Pointing and labeling entries →
— begin —
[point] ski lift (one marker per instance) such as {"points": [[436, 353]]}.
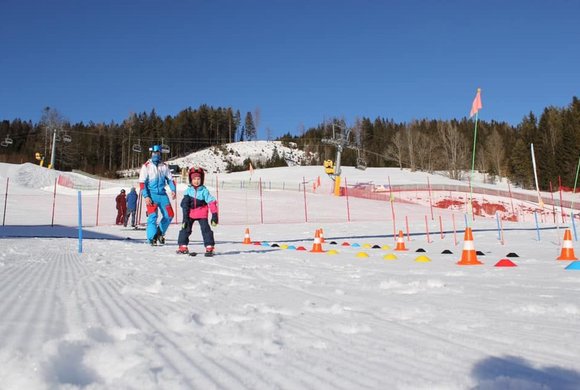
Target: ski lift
{"points": [[329, 167], [360, 162]]}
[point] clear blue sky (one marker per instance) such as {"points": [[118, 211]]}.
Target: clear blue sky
{"points": [[298, 61]]}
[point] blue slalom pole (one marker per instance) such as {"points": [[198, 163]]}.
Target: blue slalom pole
{"points": [[537, 226], [80, 211]]}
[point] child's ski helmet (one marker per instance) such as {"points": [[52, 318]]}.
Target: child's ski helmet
{"points": [[193, 171]]}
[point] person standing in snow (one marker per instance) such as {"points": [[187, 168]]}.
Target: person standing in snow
{"points": [[155, 175], [121, 204], [131, 207], [195, 204]]}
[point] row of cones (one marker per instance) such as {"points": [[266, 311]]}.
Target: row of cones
{"points": [[468, 255]]}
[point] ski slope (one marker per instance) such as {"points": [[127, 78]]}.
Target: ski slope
{"points": [[124, 315]]}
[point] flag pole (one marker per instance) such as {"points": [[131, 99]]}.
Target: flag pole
{"points": [[475, 107], [472, 166], [574, 191], [540, 201]]}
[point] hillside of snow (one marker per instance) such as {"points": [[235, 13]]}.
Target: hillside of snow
{"points": [[216, 158]]}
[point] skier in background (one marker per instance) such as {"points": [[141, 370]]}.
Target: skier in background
{"points": [[131, 207], [154, 177]]}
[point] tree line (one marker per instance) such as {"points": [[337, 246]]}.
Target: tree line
{"points": [[501, 150], [105, 148]]}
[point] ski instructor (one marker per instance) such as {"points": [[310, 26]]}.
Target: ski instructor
{"points": [[154, 176]]}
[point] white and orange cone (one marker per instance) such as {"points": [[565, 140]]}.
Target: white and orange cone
{"points": [[468, 256], [567, 252], [317, 246], [247, 237], [400, 242]]}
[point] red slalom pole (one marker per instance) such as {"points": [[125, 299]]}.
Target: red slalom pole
{"points": [[5, 201], [454, 231], [561, 208], [553, 203], [347, 202], [98, 202], [53, 201], [304, 190], [261, 201]]}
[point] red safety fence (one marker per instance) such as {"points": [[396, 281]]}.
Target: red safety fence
{"points": [[260, 201]]}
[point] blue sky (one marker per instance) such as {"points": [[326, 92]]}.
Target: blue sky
{"points": [[299, 62]]}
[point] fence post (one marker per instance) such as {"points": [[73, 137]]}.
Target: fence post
{"points": [[80, 211], [5, 201]]}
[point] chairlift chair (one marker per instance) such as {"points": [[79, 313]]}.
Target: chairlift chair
{"points": [[361, 164]]}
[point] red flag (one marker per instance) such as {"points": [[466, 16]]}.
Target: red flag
{"points": [[476, 106]]}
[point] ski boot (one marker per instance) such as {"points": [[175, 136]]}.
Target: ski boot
{"points": [[182, 250], [160, 237], [209, 251]]}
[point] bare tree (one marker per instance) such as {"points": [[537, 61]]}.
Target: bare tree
{"points": [[257, 119], [494, 149], [454, 148], [411, 132], [424, 147], [396, 149]]}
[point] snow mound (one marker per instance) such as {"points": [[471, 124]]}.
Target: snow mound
{"points": [[216, 158]]}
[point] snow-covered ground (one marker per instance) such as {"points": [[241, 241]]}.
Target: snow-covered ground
{"points": [[124, 315]]}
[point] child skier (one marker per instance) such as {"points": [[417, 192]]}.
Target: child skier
{"points": [[195, 204]]}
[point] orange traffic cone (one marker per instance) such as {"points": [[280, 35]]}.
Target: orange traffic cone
{"points": [[317, 246], [567, 248], [247, 237], [400, 242], [468, 256]]}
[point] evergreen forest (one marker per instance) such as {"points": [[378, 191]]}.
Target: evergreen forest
{"points": [[501, 149]]}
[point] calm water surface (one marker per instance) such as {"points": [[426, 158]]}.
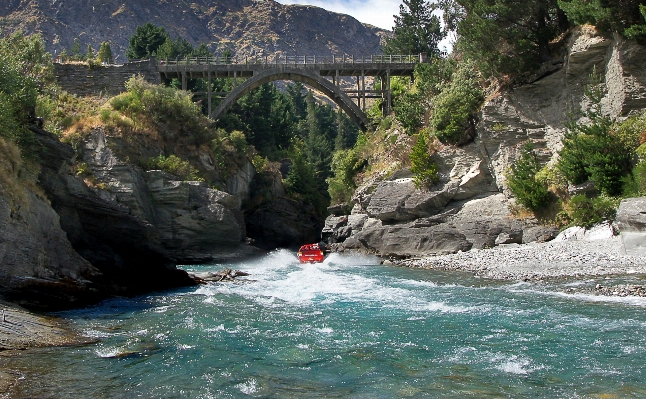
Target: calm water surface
{"points": [[349, 328]]}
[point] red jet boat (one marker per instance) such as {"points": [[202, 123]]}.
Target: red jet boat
{"points": [[311, 253]]}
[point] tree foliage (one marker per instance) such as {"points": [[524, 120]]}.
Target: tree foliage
{"points": [[591, 151], [26, 70], [522, 181], [146, 41], [417, 30], [456, 106], [105, 53], [422, 166], [505, 36]]}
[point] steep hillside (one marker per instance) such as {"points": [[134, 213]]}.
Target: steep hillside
{"points": [[247, 27]]}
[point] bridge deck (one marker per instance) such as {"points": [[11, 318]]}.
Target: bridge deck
{"points": [[219, 67], [312, 70]]}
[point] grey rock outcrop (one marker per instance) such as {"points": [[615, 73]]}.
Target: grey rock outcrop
{"points": [[470, 206], [273, 220], [192, 222], [38, 266], [113, 238]]}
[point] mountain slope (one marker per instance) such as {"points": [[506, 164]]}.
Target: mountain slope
{"points": [[247, 27]]}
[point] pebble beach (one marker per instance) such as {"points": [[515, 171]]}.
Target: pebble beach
{"points": [[544, 261]]}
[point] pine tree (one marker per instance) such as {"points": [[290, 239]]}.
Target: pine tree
{"points": [[522, 181], [75, 52], [424, 169], [416, 29], [89, 55], [505, 36], [146, 41], [105, 53]]}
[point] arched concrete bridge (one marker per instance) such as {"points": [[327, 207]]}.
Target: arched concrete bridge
{"points": [[321, 73]]}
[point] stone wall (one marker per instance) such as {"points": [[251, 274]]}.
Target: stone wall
{"points": [[82, 80]]}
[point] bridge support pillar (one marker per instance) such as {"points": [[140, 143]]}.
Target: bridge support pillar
{"points": [[208, 90], [388, 99]]}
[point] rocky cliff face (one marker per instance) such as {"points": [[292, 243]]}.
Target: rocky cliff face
{"points": [[39, 265], [193, 223], [247, 27], [469, 207]]}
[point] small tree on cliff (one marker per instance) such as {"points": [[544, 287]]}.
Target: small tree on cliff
{"points": [[416, 29], [522, 182], [105, 53]]}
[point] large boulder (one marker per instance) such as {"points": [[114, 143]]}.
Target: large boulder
{"points": [[193, 223], [631, 221], [111, 236], [39, 268]]}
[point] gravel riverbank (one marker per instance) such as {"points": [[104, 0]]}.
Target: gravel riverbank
{"points": [[21, 329], [532, 262]]}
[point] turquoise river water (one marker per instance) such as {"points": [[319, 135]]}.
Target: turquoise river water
{"points": [[349, 328]]}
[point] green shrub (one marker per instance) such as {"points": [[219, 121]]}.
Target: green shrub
{"points": [[422, 166], [455, 107], [409, 111], [345, 165], [586, 212], [238, 141], [635, 183], [630, 131], [592, 152], [172, 112], [26, 70], [523, 183], [175, 166], [301, 183]]}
— end —
The problem →
Write out the entries above word for word. Do not include the pictures.

Correct output →
[point] ski lift (one marker per instance) such as {"points": [[436, 353]]}.
Target: ski lift
{"points": [[329, 167], [360, 162]]}
[point] clear blue sky (one marker per instance) such as {"points": [[118, 211]]}.
Target: clear blue sky
{"points": [[298, 61]]}
[point] blue slalom pole (one marker per instance) such as {"points": [[198, 163]]}.
Target: blue slalom pole
{"points": [[537, 226], [80, 211]]}
[point] child's ski helmet (one marker per instance) such as {"points": [[52, 318]]}.
Target: child's ski helmet
{"points": [[193, 171]]}
[point] person standing in snow (one marker per instance) such as {"points": [[187, 168]]}.
Target: person standing in snow
{"points": [[155, 175], [121, 204], [131, 207], [195, 204]]}
[point] row of cones (one marker per instance) such as {"points": [[266, 311]]}.
Target: row of cones
{"points": [[468, 255]]}
[point] ski slope (one marker per instance) such as {"points": [[127, 78]]}.
Target: ski slope
{"points": [[124, 315]]}
[point] flag pole (one marker per instance) such as {"points": [[131, 99]]}.
Target: flag pole
{"points": [[475, 107], [472, 166], [574, 191], [540, 201]]}
[point] hillside of snow (one marker per instance) such as {"points": [[235, 13]]}.
Target: hillside of snow
{"points": [[216, 158]]}
[point] skier in background (one marker per instance) such as {"points": [[141, 370]]}.
Target: skier in background
{"points": [[131, 207], [154, 177]]}
[point] tree line (one marker per instance) such as {"points": [[337, 246]]}.
Target: tree line
{"points": [[501, 150], [105, 148]]}
[point] ski instructor (one marker per instance) such as {"points": [[310, 26]]}.
Target: ski instructor
{"points": [[154, 176]]}
[point] white and orange cone (one marker per instance) such as {"points": [[565, 140]]}.
Target: white and orange cone
{"points": [[468, 256], [567, 252], [317, 246], [247, 237], [400, 242]]}
[point] red slalom pole (one marker per instance) such as {"points": [[125, 299]]}.
Target: red slalom pole
{"points": [[5, 201], [454, 231], [561, 208], [553, 203], [347, 202], [98, 202], [53, 201], [304, 190], [261, 201]]}
[point] red safety fence (one marker per instance) such as {"points": [[396, 281]]}.
Target: red safety fence
{"points": [[260, 201]]}
[point] blue sky (one marker per instance) such as {"points": [[326, 92]]}.
Target: blue sky
{"points": [[299, 62]]}
[point] fence post (one marker per instance) such as {"points": [[73, 137]]}.
Target: fence post
{"points": [[80, 211], [5, 201]]}
[point] chairlift chair (one marker per instance) such as {"points": [[79, 313]]}.
Target: chairlift chair
{"points": [[361, 164]]}
[point] red flag (one marker per instance) such as {"points": [[466, 16]]}.
Target: red flag
{"points": [[476, 106]]}
[point] ski boot (one marker per instance) such as {"points": [[175, 136]]}.
Target: ski boot
{"points": [[182, 250], [160, 237], [209, 251]]}
[point] bare tree (one marker per instance) such as {"points": [[537, 61]]}.
Target: bare tree
{"points": [[257, 119], [494, 149], [454, 148], [411, 132], [424, 147], [396, 149]]}
[point] snow mound (one marker per instance) such as {"points": [[471, 124]]}.
Target: snow mound
{"points": [[216, 158]]}
[point] snow-covered ground (one marker per instance) such as {"points": [[241, 241]]}.
Target: snow-covered ground
{"points": [[124, 315]]}
[point] child skier (one marker per instance) such as {"points": [[417, 192]]}.
Target: child skier
{"points": [[195, 204]]}
[point] orange traffic cone (one marker per instance) such as {"points": [[280, 35]]}.
Target: orange traffic cone
{"points": [[317, 246], [567, 248], [247, 237], [400, 242], [468, 256]]}
[point] evergreen forest (one marker per instance) such as {"points": [[378, 191]]}.
Target: evergreen forest
{"points": [[501, 149]]}
[point] calm water surface (one marker per instance) such as {"points": [[426, 158]]}.
Target: calm water surface
{"points": [[349, 328]]}
[point] red jet boat (one marker per instance) such as {"points": [[202, 123]]}.
Target: red jet boat
{"points": [[311, 253]]}
[point] tree foliage (one marker per instance) such as {"points": [[524, 120]]}.
Target: tree foliage
{"points": [[591, 151], [26, 70], [522, 181], [146, 41], [417, 30], [456, 106], [105, 53], [422, 166], [505, 36]]}
[point] steep hillside (one marker per instance) such as {"points": [[134, 213]]}.
Target: steep hillside
{"points": [[247, 27]]}
[point] bridge deck (one marker per instance) such as {"points": [[11, 318]]}.
Target: bridge deck
{"points": [[219, 67], [312, 70]]}
[point] grey rock outcrop (one marker per instance) such as {"points": [[615, 73]]}.
Target: grey rock outcrop
{"points": [[470, 206], [273, 220], [192, 222], [38, 266], [113, 238]]}
[point] mountain slope (one marker per instance) such as {"points": [[506, 164]]}.
Target: mountain slope
{"points": [[247, 27]]}
[point] pebble beach (one marker per instance) such as {"points": [[515, 171]]}.
Target: pebble beach
{"points": [[544, 261]]}
[point] pine tree (one marker per instance) such as {"points": [[290, 239]]}.
Target: pine tree
{"points": [[522, 181], [75, 52], [424, 169], [416, 29], [89, 55], [505, 36], [146, 41], [105, 53]]}
[point] arched concrete bridge (one marker per instance) such as {"points": [[327, 207]]}.
Target: arched concrete bridge
{"points": [[321, 73]]}
[point] stone wall (one marker per instance) such as {"points": [[251, 274]]}.
Target: stone wall
{"points": [[82, 80]]}
[point] bridge support pillar (one marker per instance) such as {"points": [[140, 143]]}.
Target: bridge support pillar
{"points": [[208, 90], [388, 99]]}
[point] rocky cliff face (one marker per instance) such as {"points": [[292, 243]]}.
Target: rocky cliff face
{"points": [[39, 265], [193, 223], [247, 27], [469, 207]]}
[point] small tree on cliff (one marker per instance) such as {"points": [[544, 287]]}.
Target: small tree on cliff
{"points": [[416, 29], [522, 182], [105, 53]]}
[point] large boulder (one marker per instance) such as {"points": [[114, 143]]}.
Target: large boulder
{"points": [[193, 223], [631, 221], [111, 236], [39, 268]]}
[point] gravel riverbank (one marker per instance) such as {"points": [[104, 0]]}.
Target: gravel riverbank
{"points": [[21, 329], [532, 262]]}
[point] turquoise river water (one marker per instance) such as {"points": [[319, 135]]}.
Target: turquoise river water
{"points": [[349, 328]]}
[point] green shrub (one marker per instance) such as {"points": [[219, 121]]}.
Target: green shrub
{"points": [[422, 166], [455, 107], [409, 111], [345, 165], [586, 212], [238, 141], [635, 183], [630, 131], [592, 152], [172, 112], [26, 70], [523, 183], [175, 166], [301, 183]]}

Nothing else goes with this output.